Copy the listing below in full and skip every picture.
=======
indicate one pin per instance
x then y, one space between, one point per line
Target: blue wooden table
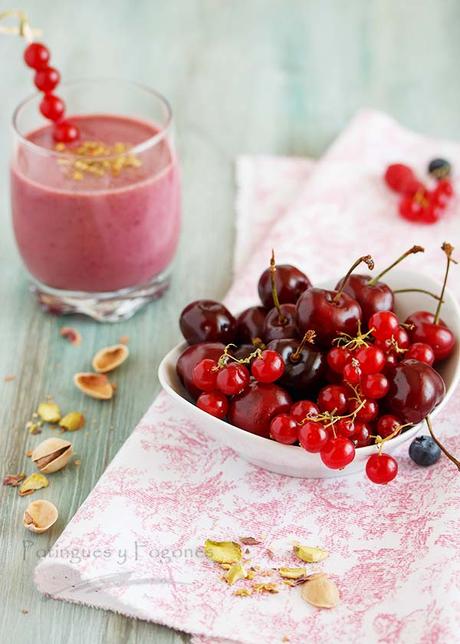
243 76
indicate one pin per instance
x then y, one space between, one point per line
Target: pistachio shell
96 385
52 455
222 551
49 412
72 421
32 483
321 591
235 573
110 358
40 516
309 554
292 573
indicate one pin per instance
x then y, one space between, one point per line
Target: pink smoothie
96 233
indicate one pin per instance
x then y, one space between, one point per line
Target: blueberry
424 451
439 168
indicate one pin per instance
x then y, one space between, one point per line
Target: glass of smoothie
97 221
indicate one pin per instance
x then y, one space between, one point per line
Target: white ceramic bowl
295 461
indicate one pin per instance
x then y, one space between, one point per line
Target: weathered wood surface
243 76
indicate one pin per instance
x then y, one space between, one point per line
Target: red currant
345 427
232 379
374 385
36 55
422 352
47 79
268 367
303 408
371 359
214 403
333 398
65 132
338 453
368 411
313 436
52 107
352 372
387 425
383 325
337 358
204 375
362 434
284 429
381 468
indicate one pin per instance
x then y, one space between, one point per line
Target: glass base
103 307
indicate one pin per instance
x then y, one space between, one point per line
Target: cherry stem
411 251
418 290
308 337
366 259
448 250
443 449
282 318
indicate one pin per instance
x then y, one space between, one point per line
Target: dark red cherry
250 324
371 297
280 323
207 321
438 336
254 409
328 313
415 389
304 369
290 282
189 358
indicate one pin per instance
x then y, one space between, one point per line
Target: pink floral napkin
135 544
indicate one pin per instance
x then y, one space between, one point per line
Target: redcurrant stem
282 318
366 259
23 29
443 449
418 290
411 251
308 337
448 250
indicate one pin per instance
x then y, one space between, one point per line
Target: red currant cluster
46 79
329 370
228 376
419 203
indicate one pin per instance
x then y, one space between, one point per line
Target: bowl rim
170 359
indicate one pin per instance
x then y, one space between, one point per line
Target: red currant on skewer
36 55
313 436
338 453
284 429
214 403
381 468
268 367
232 379
47 79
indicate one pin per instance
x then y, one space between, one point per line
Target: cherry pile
418 203
46 79
329 370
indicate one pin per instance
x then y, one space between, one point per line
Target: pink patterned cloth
133 547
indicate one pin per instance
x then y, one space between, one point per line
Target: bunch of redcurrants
329 370
418 203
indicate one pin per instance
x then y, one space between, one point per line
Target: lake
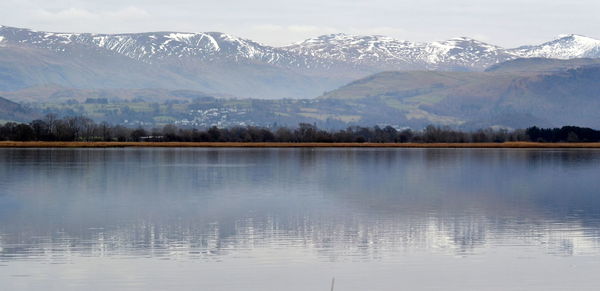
294 219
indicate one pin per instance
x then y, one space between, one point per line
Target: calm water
292 219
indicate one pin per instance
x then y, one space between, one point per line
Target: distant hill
555 93
218 63
11 111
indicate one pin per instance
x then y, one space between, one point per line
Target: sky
507 23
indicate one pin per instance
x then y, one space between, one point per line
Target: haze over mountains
364 80
220 63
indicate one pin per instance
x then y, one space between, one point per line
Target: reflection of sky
366 204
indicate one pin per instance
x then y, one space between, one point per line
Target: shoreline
57 144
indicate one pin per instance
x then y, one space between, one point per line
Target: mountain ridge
219 63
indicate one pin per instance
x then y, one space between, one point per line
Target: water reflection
338 205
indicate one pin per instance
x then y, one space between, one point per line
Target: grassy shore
43 144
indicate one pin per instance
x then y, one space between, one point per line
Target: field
39 144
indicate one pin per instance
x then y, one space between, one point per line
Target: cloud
79 14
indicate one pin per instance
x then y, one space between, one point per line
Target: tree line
80 128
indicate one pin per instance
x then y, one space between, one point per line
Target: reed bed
59 144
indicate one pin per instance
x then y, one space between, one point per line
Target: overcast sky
277 22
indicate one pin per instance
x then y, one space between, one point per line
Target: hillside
11 111
567 93
219 63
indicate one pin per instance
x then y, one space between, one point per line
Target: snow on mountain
369 53
391 53
565 47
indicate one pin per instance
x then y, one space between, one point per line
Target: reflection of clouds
331 238
355 204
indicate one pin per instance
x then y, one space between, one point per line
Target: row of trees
84 129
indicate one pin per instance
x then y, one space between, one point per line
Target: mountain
11 111
566 47
218 63
564 94
384 53
210 62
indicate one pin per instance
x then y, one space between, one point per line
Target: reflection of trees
332 238
355 203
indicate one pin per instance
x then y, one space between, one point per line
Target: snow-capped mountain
222 63
374 52
565 47
389 53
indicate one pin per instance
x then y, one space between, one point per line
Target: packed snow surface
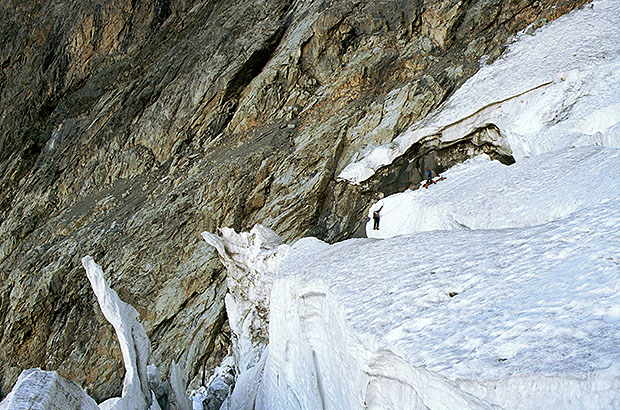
=======
Finished exercise
indicate one pin per instance
x then y, one space between, one point per line
Target: blue wooden table
243 76
indicate one pin per instance
x then y, one space between, one point per line
Target: pistachio shell
96 385
52 455
222 551
49 412
72 421
32 483
321 591
235 573
110 358
40 516
309 554
292 573
indicate one pin per instance
x then y, one space between, one point per line
Target: pink smoothie
96 233
indicate one pin per instance
x then y, one space between, one point per line
Target: blueberry
424 451
439 168
indicate one pin per instance
x then y, one space between, one point per line
Target: glass of smoothie
97 221
indicate one pin per instance
x then y, one space between, one point per line
Target: white ceramic bowl
295 461
indicate one pin per instance
x then y, one space between, one point per line
Target: weathered wood surface
243 76
indicate one pin per instance
x then y, one space between, one point per line
Target: red currant
345 427
232 379
374 385
36 55
422 352
47 79
268 367
303 408
371 359
214 403
333 398
65 132
338 453
368 411
313 436
52 107
352 372
387 425
383 325
337 358
204 375
362 434
284 429
381 468
indicate one pin per instance
x then y, one space between, one point per line
Target: glass base
103 307
indicate one pin per instance
x then y, one space between, one point per line
Target: cherry stem
411 251
418 290
308 337
366 259
448 250
443 449
282 318
indicate one pin per instance
x then y, one space between, one point per line
Target: dark red cherry
250 324
371 297
280 323
207 321
438 336
254 409
328 313
415 389
304 369
290 282
189 358
indicate one pin per instance
x then y, one space between, one point per line
Target: pink floral napkin
135 544
indicate one pin per instance
x then y, one space between, one point per line
Target: redcurrant stem
282 318
366 259
23 29
443 449
418 290
411 251
308 337
448 250
indicate one pin per instance
x then y, one space between, one point per line
Target: red currant cluster
46 79
329 370
228 376
419 203
indicate one pin per instance
x then y, one space between, one point per line
Target: bowl rim
170 359
indicate one pin per instance
x then y, one space between, one point per line
Target: red currant on skewer
36 55
313 436
338 453
284 429
214 403
381 468
268 367
232 379
47 79
indicate one pin per instance
x then y, one space between, one point per line
Target: cherry pile
418 203
46 79
329 370
indicate one pin per instance
x then y, one space between, one point per line
Target: pink patterned cloth
133 547
indicate one pin per instance
x then y, one space between, one point per line
Target: bunch of redcurrants
329 370
418 203
indicate one pin per instance
x then y, one space between, one point per line
Target: lake
294 219
indicate one pin per instance
x then y, one space between, one point per line
Target: calm water
292 219
indicate one pin per instance
x then y, one space between, one point per line
Target: distant hill
555 93
218 63
11 111
indicate one pin per instance
x then y, one space between, one point per line
Target: sky
507 23
indicate one pin per instance
x then y, one space between, one point per line
Target: haze over mountains
364 80
220 63
indicate one pin per instance
x then y, one space between, one point per line
Target: reflection of sky
366 204
indicate one pin per instance
x then y, one space between, one point per line
Target: shoreline
57 144
indicate one pin per instance
x then y, one space between, one point per line
Target: mountain ridge
219 63
indicate one pin per instance
x then y, one space between, one point per line
Target: water reflection
338 205
indicate one pin per instance
x then y, one space between, one point per line
Target: grassy shore
43 144
indicate one pin per instance
x then y, one space between, one point per line
Target: field
39 144
indicate one pin per instance
x then y, one space between, one point per line
Target: cloud
79 14
indicate one pin per instance
x then y, one space between, one point per line
Target: tree line
80 128
indicate one pin per instance
x then y, one space between, one point per line
Target: reed bed
59 144
indicate one pin per instance
x then y, one space between, one point per line
Target: overcast sky
277 22
indicate one pin per instance
x then y, one space between, one point per line
Target: hillside
11 111
567 93
219 63
indicate one pin per instance
x then y, one space between, one point per line
Target: snow on mountain
369 53
391 53
565 47
indicate one pin per instance
x then y, one space between, one point per line
Target: reflection of clouds
331 238
355 204
indicate one pin per instance
x then y, one space between, one point per line
Target: row of trees
84 129
indicate one pin per instance
x then y, one space between, one point per line
Target: mountain
11 111
566 47
218 63
564 94
384 53
210 62
indicate one pin per instance
x then y, one space between, one point per line
Target: reflection of trees
332 238
355 203
indicate one pin per instance
x then y, one space between, one point per line
Target: snow-capped mountain
222 63
374 52
565 47
389 53
indicate one pin per instance
x then y, one space between, one point per line
Target: packed snow surface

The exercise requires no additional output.